INPUT DATA:

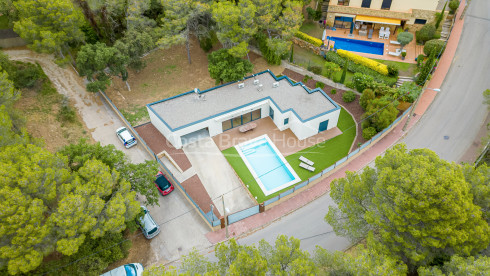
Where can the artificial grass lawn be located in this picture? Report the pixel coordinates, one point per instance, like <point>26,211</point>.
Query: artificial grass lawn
<point>323,154</point>
<point>312,28</point>
<point>4,22</point>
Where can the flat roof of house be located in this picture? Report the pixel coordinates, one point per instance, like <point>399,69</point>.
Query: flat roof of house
<point>191,107</point>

EXERCISE: Please return each line of the listing above that contains "this".

REPLY TO THE EXERCISE:
Where can the artificial grass lawn be located in this picture? Report the pixel coordinates, one point per instance, like <point>26,211</point>.
Where can the flat roof of house be located in this picture? Report the pixel coordinates, one point per instance, like <point>399,69</point>.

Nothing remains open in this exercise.